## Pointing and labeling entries
↓
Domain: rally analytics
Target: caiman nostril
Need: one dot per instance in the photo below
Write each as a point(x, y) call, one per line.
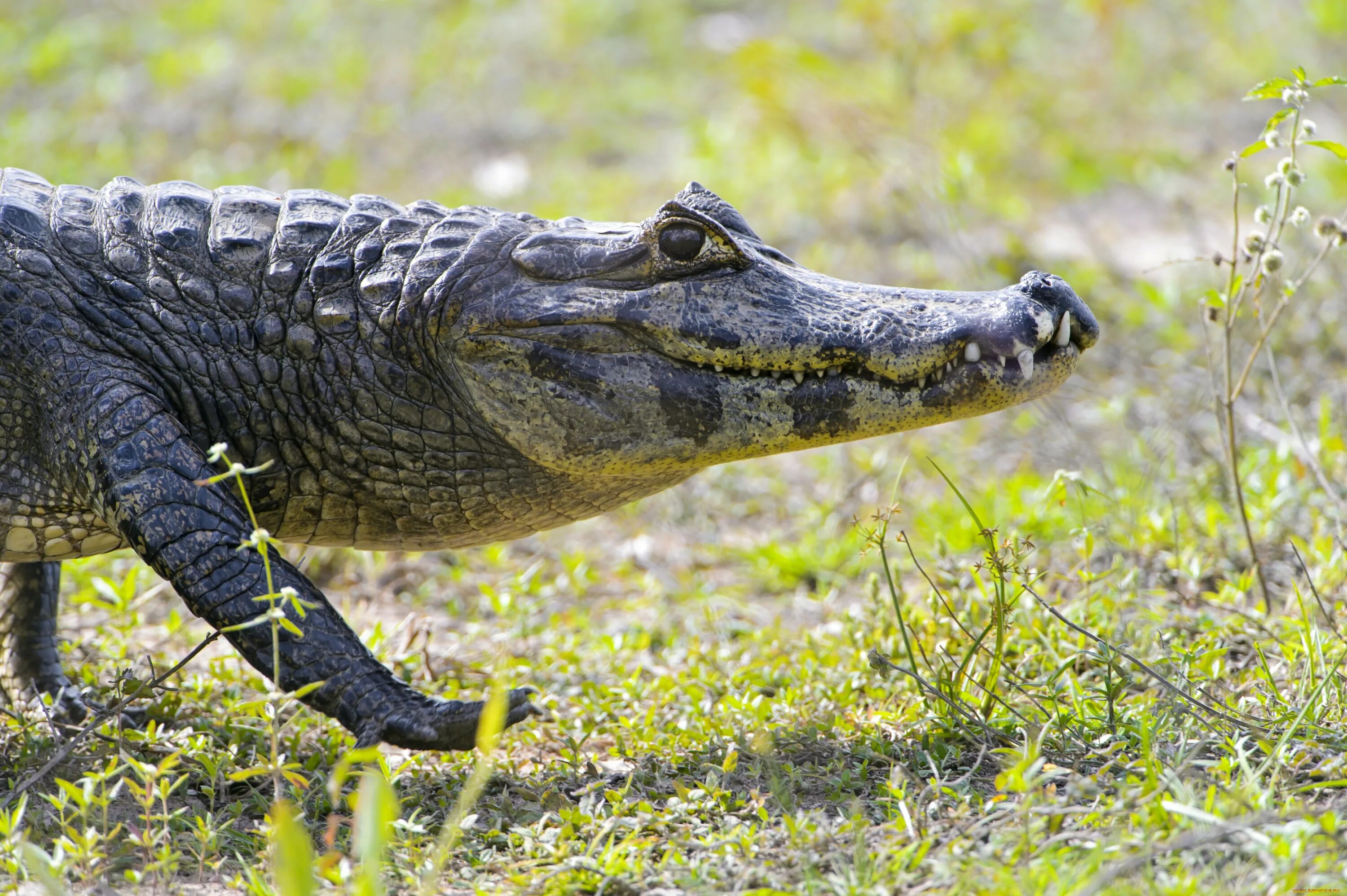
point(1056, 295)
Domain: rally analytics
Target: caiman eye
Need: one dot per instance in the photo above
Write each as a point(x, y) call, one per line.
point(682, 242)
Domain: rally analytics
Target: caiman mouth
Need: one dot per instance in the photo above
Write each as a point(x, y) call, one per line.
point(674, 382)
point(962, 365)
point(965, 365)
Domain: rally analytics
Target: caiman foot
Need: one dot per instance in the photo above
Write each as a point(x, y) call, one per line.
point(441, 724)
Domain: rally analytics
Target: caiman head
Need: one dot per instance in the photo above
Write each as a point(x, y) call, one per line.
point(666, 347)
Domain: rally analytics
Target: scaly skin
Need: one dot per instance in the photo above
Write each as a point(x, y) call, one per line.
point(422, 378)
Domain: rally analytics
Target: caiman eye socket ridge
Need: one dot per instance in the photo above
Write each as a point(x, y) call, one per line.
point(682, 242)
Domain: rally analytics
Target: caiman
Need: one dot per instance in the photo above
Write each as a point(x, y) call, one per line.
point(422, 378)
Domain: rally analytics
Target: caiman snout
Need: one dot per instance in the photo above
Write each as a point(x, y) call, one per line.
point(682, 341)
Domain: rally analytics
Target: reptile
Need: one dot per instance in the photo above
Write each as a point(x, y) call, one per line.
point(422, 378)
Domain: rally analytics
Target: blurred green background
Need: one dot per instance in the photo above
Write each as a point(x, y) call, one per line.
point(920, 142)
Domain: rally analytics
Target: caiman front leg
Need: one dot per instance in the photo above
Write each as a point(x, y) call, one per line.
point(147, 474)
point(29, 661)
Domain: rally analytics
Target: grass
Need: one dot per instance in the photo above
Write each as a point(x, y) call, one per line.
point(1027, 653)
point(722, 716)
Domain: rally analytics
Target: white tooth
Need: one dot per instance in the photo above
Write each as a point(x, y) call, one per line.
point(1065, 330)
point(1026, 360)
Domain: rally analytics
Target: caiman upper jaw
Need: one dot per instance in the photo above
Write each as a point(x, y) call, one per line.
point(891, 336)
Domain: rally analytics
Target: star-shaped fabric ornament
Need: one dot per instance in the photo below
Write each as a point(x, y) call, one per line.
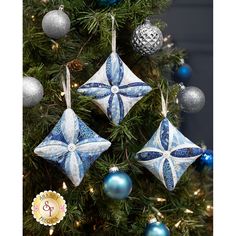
↑
## EXERCISE REQUIREMENTS
All of the data above should be transcribed verbatim, with pictures omitted.

## RESPONSE BELOW
Domain: rally analytics
Target: caiman nostril
Need: one dot per instance in the photo below
Write each as a point(x, y) call, one per line.
point(1056, 295)
Domain: rally analytics
Target: caiman eye
Need: one dot per instance in the photo above
Write each as a point(x, y) call, one per line.
point(682, 242)
Domain: rally analytics
Target: caiman mouth
Need: one dot per instance in the photo above
Write each as a point(x, y) call, one per line.
point(674, 382)
point(962, 365)
point(965, 365)
Domain: rally analytics
Target: caiman foot
Need: one dot per instance in the photo above
Write each as a point(x, y) call, one per line.
point(441, 724)
Domain: rally analytics
Target: caiman head
Need: one dot per instance in the photo above
Write each as a point(x, y) call, one per line.
point(666, 347)
Domain: rally analytics
Target: scaly skin
Need: one dot per instance in the photo above
Write each as a point(x, y) call, one per line.
point(422, 378)
Domain: rally analytics
Target: caiman eye socket ridge
Need: one dot per instance in the photo above
Write each as a point(x, y) call, one per line.
point(682, 242)
Domain: rally analytics
Target: caiman
Need: one dot per instance in the photo above
Write each as a point(x, y) call, one per line.
point(422, 378)
Domain: rally analytics
Target: caiman snout
Need: one dot per instance in the photo above
Write each as a point(x, y) call, one per line.
point(682, 341)
Domain: rally analytics
Target: reptile
Need: one dot per instance in the photo above
Write each as a point(x, y) call, one per line.
point(422, 378)
Domain: rally analytics
Target: blurred green background
Need: one dot per instance in the photo above
Write each as a point(x, y) call, one per line.
point(920, 142)
Domain: rally analytics
Target: caiman front leg
Need: one dot per instance in the photo above
Write each as a point(x, y) call, one per line.
point(147, 474)
point(29, 661)
Domain: rally analytics
Target: grass
Need: one dot per instance in the photo above
Write each as a point(x, y) call, one per line.
point(1027, 653)
point(722, 716)
Domain: rally analytics
Target: white tooth
Need: one dot per instance in the photo above
Write each as a point(x, y) call, one per line.
point(1065, 330)
point(1026, 360)
Domain: rally analytics
Target: caiman upper jaw
Need: one dot per instance in the photo above
Write each as a point(x, y) call, one per line.
point(891, 336)
Domain: rally analytics
Target: star-shaped fabric ornament
Need: one dot per instance in the photo below
Write each as a point(x, y) call, one per line.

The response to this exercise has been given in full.